Convert the items from the line containing "Reviewer check: make sure each instance of the green roof" through the last line of the items into a numbered list, leaving out any blank lines.

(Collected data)

* Start *

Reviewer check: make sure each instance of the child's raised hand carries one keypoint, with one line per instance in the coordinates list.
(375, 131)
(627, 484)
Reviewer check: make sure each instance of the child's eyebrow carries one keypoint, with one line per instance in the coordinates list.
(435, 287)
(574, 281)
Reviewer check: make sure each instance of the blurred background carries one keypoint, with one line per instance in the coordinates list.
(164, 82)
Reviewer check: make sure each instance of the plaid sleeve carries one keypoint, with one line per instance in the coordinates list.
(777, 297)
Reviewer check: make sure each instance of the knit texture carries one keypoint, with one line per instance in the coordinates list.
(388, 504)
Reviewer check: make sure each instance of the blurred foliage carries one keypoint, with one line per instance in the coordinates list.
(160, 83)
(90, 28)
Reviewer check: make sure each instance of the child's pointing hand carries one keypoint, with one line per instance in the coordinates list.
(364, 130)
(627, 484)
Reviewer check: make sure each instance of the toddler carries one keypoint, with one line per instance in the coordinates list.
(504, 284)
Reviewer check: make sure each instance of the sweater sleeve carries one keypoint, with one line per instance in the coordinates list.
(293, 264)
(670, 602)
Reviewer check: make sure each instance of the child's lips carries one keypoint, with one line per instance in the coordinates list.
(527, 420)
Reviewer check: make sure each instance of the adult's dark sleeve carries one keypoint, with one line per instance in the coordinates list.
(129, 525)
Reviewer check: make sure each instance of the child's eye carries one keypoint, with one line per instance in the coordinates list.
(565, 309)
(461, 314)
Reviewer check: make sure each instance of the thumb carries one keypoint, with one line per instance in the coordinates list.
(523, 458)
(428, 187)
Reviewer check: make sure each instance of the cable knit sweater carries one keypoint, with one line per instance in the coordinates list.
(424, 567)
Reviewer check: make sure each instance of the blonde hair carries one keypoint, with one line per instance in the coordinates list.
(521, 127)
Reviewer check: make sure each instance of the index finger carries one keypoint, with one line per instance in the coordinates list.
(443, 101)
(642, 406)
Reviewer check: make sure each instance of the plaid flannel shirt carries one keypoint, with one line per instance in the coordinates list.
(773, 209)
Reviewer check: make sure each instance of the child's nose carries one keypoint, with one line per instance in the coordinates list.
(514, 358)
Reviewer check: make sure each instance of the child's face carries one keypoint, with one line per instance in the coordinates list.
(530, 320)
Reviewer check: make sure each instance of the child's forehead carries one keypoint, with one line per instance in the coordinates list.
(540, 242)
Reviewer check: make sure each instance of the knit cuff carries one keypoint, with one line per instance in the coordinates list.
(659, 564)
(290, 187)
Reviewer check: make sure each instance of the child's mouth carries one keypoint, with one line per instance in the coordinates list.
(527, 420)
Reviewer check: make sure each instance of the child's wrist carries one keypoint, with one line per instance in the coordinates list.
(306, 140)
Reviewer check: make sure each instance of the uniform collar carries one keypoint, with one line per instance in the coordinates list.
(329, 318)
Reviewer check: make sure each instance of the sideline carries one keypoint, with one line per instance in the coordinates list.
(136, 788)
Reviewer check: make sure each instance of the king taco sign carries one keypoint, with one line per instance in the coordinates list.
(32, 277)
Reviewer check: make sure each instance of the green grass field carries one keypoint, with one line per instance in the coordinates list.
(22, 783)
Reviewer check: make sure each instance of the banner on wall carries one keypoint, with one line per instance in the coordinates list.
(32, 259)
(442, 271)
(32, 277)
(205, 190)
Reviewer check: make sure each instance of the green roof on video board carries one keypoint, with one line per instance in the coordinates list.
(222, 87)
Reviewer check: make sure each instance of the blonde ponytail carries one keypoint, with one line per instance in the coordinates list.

* End *

#### ANSWER TO THIS EXERCISE:
1. Reviewer check: make sure each instance of the green roof on video board carries one keypoint, with one line per instance in the coordinates list.
2. (222, 87)
3. Reviewer check: make sure each instance of the blonde ponytail carries one keypoint, with one line per instance in the coordinates list.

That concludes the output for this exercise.